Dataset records
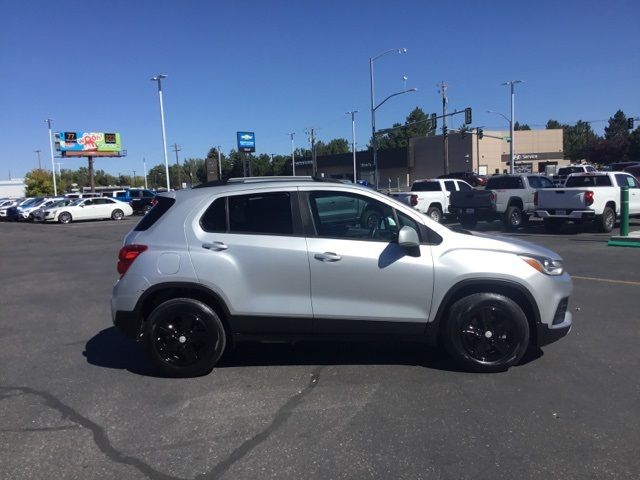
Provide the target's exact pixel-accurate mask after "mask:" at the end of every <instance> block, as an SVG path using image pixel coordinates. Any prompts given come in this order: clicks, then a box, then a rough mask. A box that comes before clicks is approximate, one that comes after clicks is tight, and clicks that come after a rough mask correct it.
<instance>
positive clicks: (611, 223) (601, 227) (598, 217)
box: [594, 207, 616, 233]
mask: <svg viewBox="0 0 640 480" xmlns="http://www.w3.org/2000/svg"><path fill="white" fill-rule="evenodd" d="M594 223H595V226H596V229H597V230H598V231H599V232H602V233H609V232H610V231H611V230H613V227H614V225H615V223H616V212H614V211H613V209H612V208H611V207H604V211H603V212H602V215H598V216H597V217H596V219H595V220H594Z"/></svg>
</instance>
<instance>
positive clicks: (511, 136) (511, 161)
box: [487, 110, 513, 173]
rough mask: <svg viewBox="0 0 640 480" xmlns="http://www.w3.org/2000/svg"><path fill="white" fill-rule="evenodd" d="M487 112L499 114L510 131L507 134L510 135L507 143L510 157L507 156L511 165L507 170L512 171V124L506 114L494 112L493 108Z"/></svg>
mask: <svg viewBox="0 0 640 480" xmlns="http://www.w3.org/2000/svg"><path fill="white" fill-rule="evenodd" d="M487 113H493V114H494V115H500V116H501V117H502V118H504V119H505V120H506V121H507V123H508V124H509V132H510V133H509V135H511V137H510V138H509V145H510V149H509V152H510V157H509V158H510V159H511V162H510V163H511V164H512V166H511V167H510V169H509V172H510V173H513V124H512V123H511V120H510V119H509V118H507V116H506V115H504V114H503V113H500V112H496V111H494V110H487Z"/></svg>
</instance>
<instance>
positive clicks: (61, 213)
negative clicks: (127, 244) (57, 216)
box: [58, 212, 72, 223]
mask: <svg viewBox="0 0 640 480" xmlns="http://www.w3.org/2000/svg"><path fill="white" fill-rule="evenodd" d="M71 220H72V218H71V214H70V213H69V212H61V213H60V215H58V222H60V223H70V222H71Z"/></svg>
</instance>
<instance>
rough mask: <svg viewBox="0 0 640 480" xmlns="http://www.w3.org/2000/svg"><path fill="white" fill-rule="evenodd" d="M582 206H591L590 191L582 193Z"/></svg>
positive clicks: (590, 196)
mask: <svg viewBox="0 0 640 480" xmlns="http://www.w3.org/2000/svg"><path fill="white" fill-rule="evenodd" d="M584 204H585V205H586V206H587V207H588V206H589V205H593V192H592V191H591V190H587V191H586V192H584Z"/></svg>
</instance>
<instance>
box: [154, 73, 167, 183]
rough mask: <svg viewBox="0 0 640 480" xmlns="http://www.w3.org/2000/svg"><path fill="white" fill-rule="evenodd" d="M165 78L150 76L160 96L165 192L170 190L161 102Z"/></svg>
mask: <svg viewBox="0 0 640 480" xmlns="http://www.w3.org/2000/svg"><path fill="white" fill-rule="evenodd" d="M163 78H167V76H166V75H162V74H158V75H156V76H154V77H151V81H152V82H158V97H159V98H160V122H161V123H162V149H163V152H164V171H165V175H166V176H167V192H168V191H169V190H171V184H170V183H169V158H168V156H167V132H166V131H165V127H164V105H163V103H162V79H163Z"/></svg>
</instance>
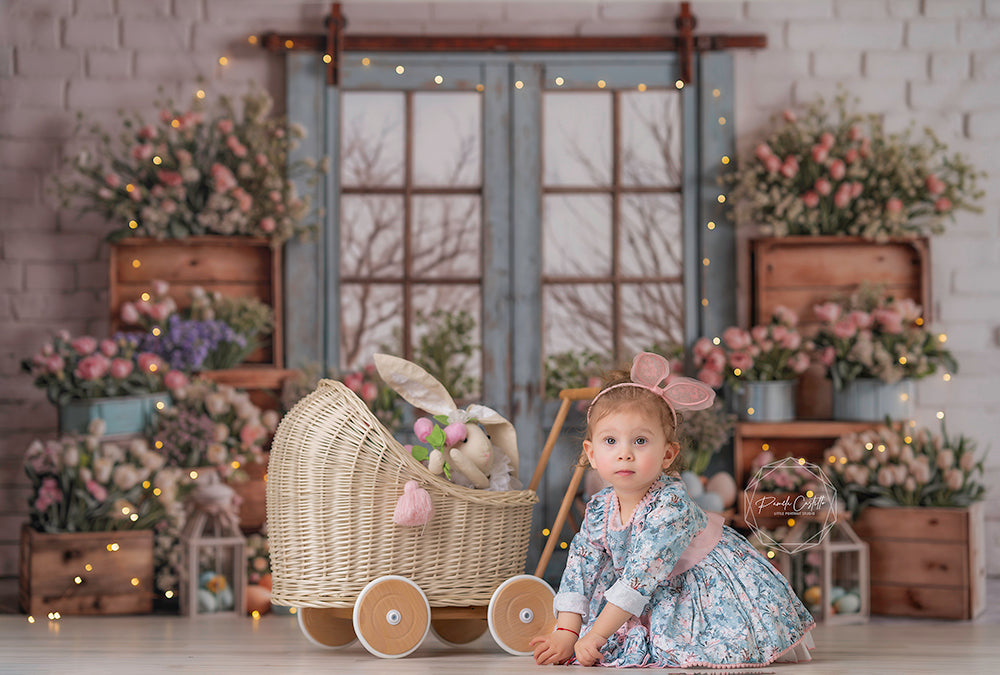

## Required work:
Return every entry above exactly as written, minus the pictures.

## Result of the task:
Provide the target's exact pixel-accurate mask after "mask:" at the end of every <instance> block, as an SVG path using image pixel coordinates. Any prompts given come in this order: clicks, then a box, then a rough mask. A box that comes before clicks is approximate, one that comes after clicks is tight, and clicks that come after a rough mask correct it.
<instance>
positive clicks: (611, 223) (601, 227) (598, 217)
box: [594, 207, 616, 233]
mask: <svg viewBox="0 0 640 480" xmlns="http://www.w3.org/2000/svg"><path fill="white" fill-rule="evenodd" d="M594 223H595V226H596V229H597V230H598V231H599V232H602V233H609V232H610V231H611V230H613V227H614V225H615V223H616V212H614V211H613V209H612V208H611V207H604V211H603V212H602V215H598V216H597V217H596V219H595V220H594Z"/></svg>
</instance>
<instance>
positive clicks: (511, 136) (511, 161)
box: [487, 110, 513, 173]
rough mask: <svg viewBox="0 0 640 480" xmlns="http://www.w3.org/2000/svg"><path fill="white" fill-rule="evenodd" d="M487 112L499 114L510 131L507 134L510 135L507 143L510 157L507 156L511 165L507 170L512 171V124L506 114L494 112L493 108Z"/></svg>
mask: <svg viewBox="0 0 640 480" xmlns="http://www.w3.org/2000/svg"><path fill="white" fill-rule="evenodd" d="M487 113H493V114H494V115H500V116H501V117H502V118H504V119H505V120H506V121H507V123H508V124H509V132H510V133H509V135H511V137H510V138H509V145H510V149H509V152H510V157H509V158H510V159H511V162H510V163H511V164H512V166H511V167H510V169H509V172H510V173H513V124H512V123H511V120H510V119H509V118H507V116H506V115H504V114H503V113H500V112H496V111H494V110H487Z"/></svg>
</instance>
<instance>
positive clicks: (61, 213)
negative clicks: (127, 244) (57, 216)
box: [58, 212, 72, 223]
mask: <svg viewBox="0 0 640 480" xmlns="http://www.w3.org/2000/svg"><path fill="white" fill-rule="evenodd" d="M71 220H72V218H71V214H70V213H69V212H61V213H60V215H58V222H60V223H70V222H71Z"/></svg>
</instance>
<instance>
rough mask: <svg viewBox="0 0 640 480" xmlns="http://www.w3.org/2000/svg"><path fill="white" fill-rule="evenodd" d="M582 206H591L590 191L582 193Z"/></svg>
positive clicks: (590, 196)
mask: <svg viewBox="0 0 640 480" xmlns="http://www.w3.org/2000/svg"><path fill="white" fill-rule="evenodd" d="M584 204H585V205H586V206H587V207H588V206H589V205H593V192H592V191H591V190H587V191H586V192H584Z"/></svg>
</instance>
<instance>
box: [154, 73, 167, 183]
rough mask: <svg viewBox="0 0 640 480" xmlns="http://www.w3.org/2000/svg"><path fill="white" fill-rule="evenodd" d="M165 78L150 76L160 96L165 192L170 190L161 102Z"/></svg>
mask: <svg viewBox="0 0 640 480" xmlns="http://www.w3.org/2000/svg"><path fill="white" fill-rule="evenodd" d="M163 78H167V76H166V75H162V74H158V75H156V76H154V77H151V81H152V82H158V97H159V98H160V122H161V123H162V149H163V152H164V171H165V175H166V176H167V192H168V191H169V190H171V184H170V183H169V158H168V156H167V132H166V131H165V127H164V105H163V103H162V79H163Z"/></svg>
</instance>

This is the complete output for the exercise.